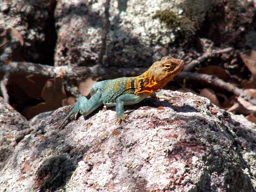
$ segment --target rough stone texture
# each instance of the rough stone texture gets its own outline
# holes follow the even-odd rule
[[[58,1],[56,65],[144,66],[168,54],[174,30],[152,17],[176,1]]]
[[[1,0],[0,26],[13,27],[22,35],[22,56],[27,61],[52,64],[56,34],[52,15],[55,2]]]
[[[0,97],[0,170],[15,146],[32,131],[25,118]]]
[[[218,46],[251,46],[255,40],[245,45],[245,35],[248,33],[249,43],[255,31],[250,27],[255,4],[246,0],[58,1],[55,64],[146,67],[166,55],[184,59],[188,47],[200,51],[196,47],[202,37]],[[173,26],[153,18],[166,10],[173,12]]]
[[[58,125],[56,110],[16,146],[0,191],[255,191],[255,124],[192,93],[162,91]]]

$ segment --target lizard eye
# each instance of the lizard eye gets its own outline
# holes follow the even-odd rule
[[[166,69],[169,69],[171,67],[172,67],[172,65],[171,65],[170,64],[166,64],[166,65],[165,65],[163,67],[164,67]]]

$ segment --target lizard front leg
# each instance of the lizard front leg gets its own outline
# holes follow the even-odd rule
[[[166,97],[163,95],[160,94],[158,93],[154,92],[151,95],[151,97],[153,98],[155,98],[157,99],[163,99],[165,100],[166,100],[169,101],[170,100],[170,98],[167,97]]]
[[[136,95],[133,94],[125,94],[118,97],[116,100],[116,111],[117,121],[124,121],[127,114],[124,113],[124,105],[132,105],[138,103],[143,99],[146,96],[143,95]]]
[[[60,125],[60,128],[62,127],[68,119],[73,119],[74,118],[76,120],[79,113],[84,116],[87,116],[102,104],[101,94],[99,92],[96,93],[89,100],[85,97],[81,97]]]

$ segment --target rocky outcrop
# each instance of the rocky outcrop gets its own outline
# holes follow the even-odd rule
[[[55,0],[1,0],[0,55],[1,49],[7,47],[0,57],[0,61],[25,60],[53,64],[56,39],[53,19],[55,4]],[[10,29],[14,29],[5,32]],[[20,35],[18,41],[15,41]]]
[[[114,108],[100,108],[59,130],[69,107],[56,110],[15,146],[0,191],[255,191],[255,124],[162,91],[169,102],[126,106],[120,125]]]
[[[202,37],[252,47],[256,11],[248,1],[59,0],[55,64],[146,67],[166,55],[189,57],[189,48],[201,51]]]

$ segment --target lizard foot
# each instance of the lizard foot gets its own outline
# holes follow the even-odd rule
[[[127,114],[124,114],[124,116],[121,117],[117,117],[116,118],[116,123],[120,124],[121,122],[122,121],[123,121],[124,122],[125,122],[125,118],[128,116]]]

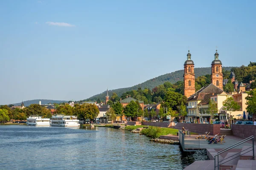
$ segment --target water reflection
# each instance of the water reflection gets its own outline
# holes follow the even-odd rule
[[[185,164],[179,145],[111,128],[0,126],[0,139],[3,169],[182,170]]]

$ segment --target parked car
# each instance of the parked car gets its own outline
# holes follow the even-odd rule
[[[253,121],[243,121],[242,122],[242,125],[253,125]]]
[[[242,121],[241,120],[238,120],[237,121],[236,121],[236,123],[235,123],[235,125],[241,125],[242,122],[243,122],[243,121]]]
[[[221,122],[218,121],[215,121],[213,122],[213,124],[220,124]]]

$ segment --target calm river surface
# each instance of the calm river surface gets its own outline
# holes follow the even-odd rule
[[[0,126],[1,170],[182,170],[180,146],[126,130]]]

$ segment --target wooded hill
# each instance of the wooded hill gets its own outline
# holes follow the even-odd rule
[[[222,68],[223,71],[230,71],[232,68],[234,67],[223,67]],[[195,77],[204,76],[206,74],[210,74],[212,73],[211,68],[206,67],[203,68],[195,68]],[[138,88],[140,88],[143,89],[145,88],[148,88],[152,90],[154,87],[163,84],[166,82],[170,82],[172,84],[175,83],[178,81],[183,81],[183,75],[184,74],[184,70],[178,70],[171,73],[168,73],[166,74],[162,75],[158,77],[150,79],[146,81],[141,84],[135,85],[132,87],[121,88],[117,89],[109,90],[108,91],[108,95],[111,96],[113,93],[116,93],[119,96],[121,96],[122,95],[127,91],[132,90],[137,90]],[[101,100],[105,100],[106,91],[102,92],[101,94],[96,94],[89,98],[83,100],[85,101],[96,101],[98,98]]]
[[[27,107],[30,105],[32,104],[38,104],[39,101],[41,101],[41,105],[45,105],[46,104],[53,104],[53,103],[60,103],[65,102],[67,103],[68,101],[65,101],[65,100],[48,100],[45,99],[36,99],[35,100],[27,100],[23,102],[23,103],[24,103],[24,105],[25,107]],[[17,103],[15,104],[13,104],[15,106],[20,106],[21,104],[21,102]]]

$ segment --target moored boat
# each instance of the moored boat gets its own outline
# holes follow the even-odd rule
[[[26,123],[28,125],[49,126],[50,119],[43,118],[37,115],[31,115],[27,118]]]
[[[79,120],[75,116],[64,116],[63,114],[57,114],[51,118],[51,126],[78,127],[80,126]]]

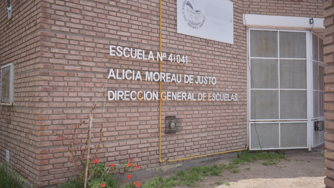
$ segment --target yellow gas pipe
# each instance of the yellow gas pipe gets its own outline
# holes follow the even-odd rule
[[[160,53],[161,53],[161,34],[162,31],[161,27],[161,0],[160,0]],[[160,61],[160,73],[161,72],[161,61]],[[160,81],[160,86],[159,90],[161,93],[161,82]],[[159,162],[162,163],[165,161],[164,160],[161,160],[161,100],[159,100]]]

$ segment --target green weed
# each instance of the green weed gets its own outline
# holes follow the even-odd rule
[[[203,177],[208,176],[219,176],[221,169],[216,164],[202,167],[193,167],[186,171],[181,170],[175,173],[175,175],[163,178],[157,176],[148,182],[143,182],[141,187],[144,188],[171,188],[176,185],[191,187],[198,186],[197,182],[203,181]]]
[[[0,166],[0,188],[23,188],[25,178],[15,170],[2,164]]]
[[[220,181],[216,181],[216,182],[214,182],[214,183],[217,185],[220,185],[221,184],[221,182]]]

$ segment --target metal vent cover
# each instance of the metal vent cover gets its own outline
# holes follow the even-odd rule
[[[306,89],[306,60],[280,60],[280,87]]]
[[[278,119],[278,90],[251,90],[250,100],[252,119]]]
[[[251,57],[278,57],[278,31],[251,30]]]
[[[252,149],[279,147],[279,124],[251,124],[251,148]],[[256,127],[256,131],[255,127]],[[258,136],[259,136],[259,139]],[[259,144],[259,140],[260,141]]]
[[[281,119],[307,119],[307,91],[281,90]]]
[[[281,123],[281,148],[307,147],[307,123]]]
[[[175,116],[166,116],[165,117],[165,133],[179,133],[182,130],[182,119],[181,118],[177,118]]]
[[[278,62],[277,59],[251,59],[251,88],[278,88]]]
[[[306,35],[305,32],[280,31],[280,57],[306,59]]]

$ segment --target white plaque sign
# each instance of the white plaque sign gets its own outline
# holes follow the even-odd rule
[[[233,3],[177,0],[177,32],[233,44]]]

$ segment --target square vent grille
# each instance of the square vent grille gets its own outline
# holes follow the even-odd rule
[[[175,116],[166,116],[165,117],[165,123],[166,126],[165,133],[179,133],[182,130],[182,119],[181,118],[177,118]]]
[[[325,122],[314,122],[314,130],[322,131],[325,130]]]

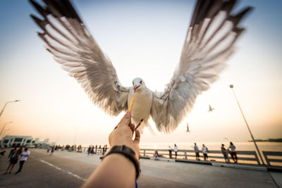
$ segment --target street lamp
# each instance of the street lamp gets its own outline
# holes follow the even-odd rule
[[[6,125],[9,123],[13,123],[13,121],[7,122],[6,123],[4,124],[4,126],[3,127],[3,128],[1,129],[1,132],[0,132],[0,138],[1,138],[1,136],[2,135],[2,132],[4,130]]]
[[[8,102],[6,102],[6,103],[5,104],[5,105],[4,105],[4,107],[3,107],[2,110],[1,111],[0,117],[1,117],[1,115],[2,115],[2,113],[3,113],[3,111],[4,111],[4,109],[5,109],[5,108],[6,108],[6,106],[7,106],[7,104],[8,104],[8,103],[14,103],[14,102],[18,102],[18,101],[20,101],[20,100],[16,100],[16,101],[8,101]]]
[[[234,92],[234,89],[233,89],[233,87],[233,87],[233,84],[231,84],[231,85],[229,85],[229,87],[231,88],[232,92],[233,92],[233,94],[234,94],[234,96],[235,96],[235,99],[236,99],[237,104],[238,104],[238,106],[239,106],[240,111],[241,112],[241,114],[242,114],[242,115],[243,115],[243,118],[244,118],[245,123],[246,123],[247,127],[247,129],[249,130],[250,134],[251,134],[251,137],[252,137],[252,142],[254,142],[255,146],[255,147],[256,147],[256,149],[257,149],[257,153],[259,153],[260,160],[262,161],[262,164],[264,165],[264,160],[262,159],[262,155],[260,154],[259,147],[258,147],[257,145],[257,143],[256,143],[256,142],[255,142],[255,138],[254,138],[254,136],[252,136],[251,130],[250,129],[249,125],[248,125],[247,123],[246,118],[245,118],[245,115],[244,115],[244,113],[243,113],[241,106],[240,106],[240,104],[239,104],[239,101],[238,101],[238,99],[237,99],[236,94],[235,94],[235,92]]]
[[[5,134],[8,132],[9,130],[11,130],[10,129],[6,130],[3,134],[3,137],[5,136]]]

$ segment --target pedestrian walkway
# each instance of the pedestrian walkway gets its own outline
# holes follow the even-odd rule
[[[101,163],[100,156],[68,151],[50,156],[45,150],[31,149],[22,173],[0,175],[0,187],[79,187]],[[0,158],[0,173],[7,165],[7,158]],[[141,159],[140,165],[139,187],[282,187],[281,173],[147,159]]]

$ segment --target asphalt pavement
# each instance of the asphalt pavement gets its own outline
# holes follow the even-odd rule
[[[101,163],[101,155],[30,149],[20,174],[0,175],[0,187],[79,187]],[[6,152],[6,153],[8,152]],[[8,165],[0,158],[0,173]],[[278,187],[282,173],[141,159],[138,187]],[[13,172],[18,168],[18,163]],[[110,177],[109,177],[110,178]]]

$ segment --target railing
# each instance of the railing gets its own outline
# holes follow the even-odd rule
[[[273,163],[274,165],[279,165],[282,163],[282,152],[279,151],[262,151],[265,161],[268,165],[271,165],[271,163]],[[277,158],[278,156],[280,158]]]
[[[109,151],[109,148],[107,148]],[[77,152],[87,153],[88,147],[82,147],[80,151],[70,151]],[[95,149],[94,149],[95,151]],[[97,153],[102,153],[103,149],[97,149]],[[154,157],[155,149],[140,149],[140,156],[143,157]],[[169,151],[168,149],[157,149],[159,156],[164,158],[169,158]],[[255,151],[237,151],[237,156],[238,163],[257,164],[261,165],[262,163],[259,159],[257,152]],[[171,152],[172,158],[176,158],[175,152]],[[265,161],[267,165],[282,166],[282,152],[280,151],[262,151]],[[200,151],[200,159],[204,161],[204,157],[202,151]],[[224,157],[221,151],[209,150],[208,153],[209,161],[224,162]],[[180,149],[177,152],[177,159],[195,161],[195,153],[194,150]],[[228,153],[228,161],[232,160],[231,156]]]
[[[168,149],[157,149],[159,156],[169,158],[169,151]],[[247,164],[257,164],[261,165],[257,152],[255,151],[237,151],[237,156],[238,163],[247,163]],[[172,151],[172,157],[176,158],[175,152]],[[202,151],[200,151],[200,159],[204,161],[204,157]],[[275,163],[276,165],[282,165],[282,152],[274,152],[274,151],[263,151],[264,158],[266,161],[267,165],[271,165],[270,162]],[[154,149],[141,149],[140,156],[144,157],[153,157],[154,154]],[[268,157],[271,156],[271,158]],[[224,157],[221,151],[212,150],[209,151],[208,153],[209,161],[217,161],[224,162]],[[277,159],[277,157],[281,157],[280,159]],[[177,153],[177,159],[183,159],[192,161],[195,160],[195,153],[194,150],[178,150]],[[228,161],[232,160],[231,154],[228,153]]]

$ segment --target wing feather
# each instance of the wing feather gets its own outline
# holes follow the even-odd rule
[[[164,92],[154,94],[151,116],[159,131],[174,130],[226,66],[244,30],[238,25],[251,10],[231,15],[235,2],[197,1],[173,76]]]
[[[43,30],[39,37],[61,68],[75,77],[95,105],[111,115],[127,109],[129,88],[118,81],[109,58],[100,49],[68,0],[30,3],[43,19],[32,15]]]

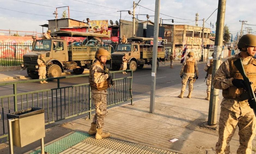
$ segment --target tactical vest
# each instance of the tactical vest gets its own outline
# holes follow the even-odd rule
[[[210,67],[208,68],[207,72],[208,74],[211,74],[212,72],[212,65],[213,64],[213,60],[210,60]]]
[[[233,62],[237,58],[232,58],[228,59],[230,67],[230,77],[234,78],[243,79],[243,77],[239,73],[234,64]],[[251,58],[247,65],[243,65],[245,74],[252,82],[251,84],[253,91],[256,89],[256,59]],[[248,99],[247,93],[243,88],[237,88],[235,86],[231,86],[228,88],[223,90],[222,96],[225,98],[237,99],[240,101]]]
[[[186,64],[184,68],[184,72],[188,73],[194,73],[196,59],[193,59],[191,61],[190,61],[187,59],[186,63]]]
[[[110,87],[108,80],[106,80],[103,82],[98,83],[95,83],[93,81],[92,75],[91,74],[91,72],[92,72],[92,68],[95,65],[97,65],[98,67],[101,68],[102,71],[101,73],[105,73],[103,70],[104,66],[103,65],[100,63],[100,62],[98,61],[94,63],[90,67],[90,73],[89,76],[90,86],[92,89],[96,90],[98,91],[101,91],[101,90],[105,90]]]

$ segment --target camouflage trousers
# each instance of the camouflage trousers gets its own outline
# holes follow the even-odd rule
[[[124,62],[123,63],[123,70],[125,71],[127,68],[127,63]]]
[[[46,67],[40,67],[38,69],[38,75],[39,79],[45,78],[46,74]]]
[[[171,60],[170,63],[170,67],[173,67],[173,60]]]
[[[206,85],[207,86],[207,89],[206,92],[207,93],[210,93],[211,91],[211,84],[212,83],[212,74],[208,74],[206,80]]]
[[[92,97],[96,111],[93,123],[97,128],[100,128],[104,126],[104,118],[107,113],[107,94],[92,93]]]
[[[253,112],[240,114],[221,108],[219,127],[219,140],[216,143],[217,154],[229,153],[229,142],[236,130],[239,130],[240,145],[237,151],[238,154],[252,153],[252,141],[255,136],[256,118]]]
[[[184,93],[186,89],[187,83],[188,81],[188,91],[192,92],[193,91],[193,84],[194,84],[194,78],[195,74],[194,73],[184,73],[183,77],[181,80],[182,92]]]

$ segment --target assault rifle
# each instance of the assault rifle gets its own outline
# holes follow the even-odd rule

# # #

> STATED GOAL:
Convert the data from the line containing "--target white plaque sign" through the line containing "[[[325,122],[314,122],[314,130],[322,131],[325,130]]]", both included, into a Markdown table with the columns Row and Data line, and omit blank lines.

> FINAL ANSWER:
| Row | Data line |
|---|---|
| 1 | $ segment --target white plaque sign |
| 2 | # each instance of the white plaque sign gets its own outline |
| 3 | # holes follow the even-odd rule |
| 4 | [[[233,3],[177,0],[177,32],[233,44]]] |
| 5 | $ segment --target square vent grille |
| 6 | # each instance of the square vent grille gets its own outline |
| 7 | # holes follow the even-odd rule |
| 8 | [[[175,116],[166,116],[165,117],[165,123],[166,126],[165,133],[179,133],[182,130],[182,119],[181,118],[177,118]]] |
| 9 | [[[325,122],[314,122],[314,130],[322,131],[325,130]]] |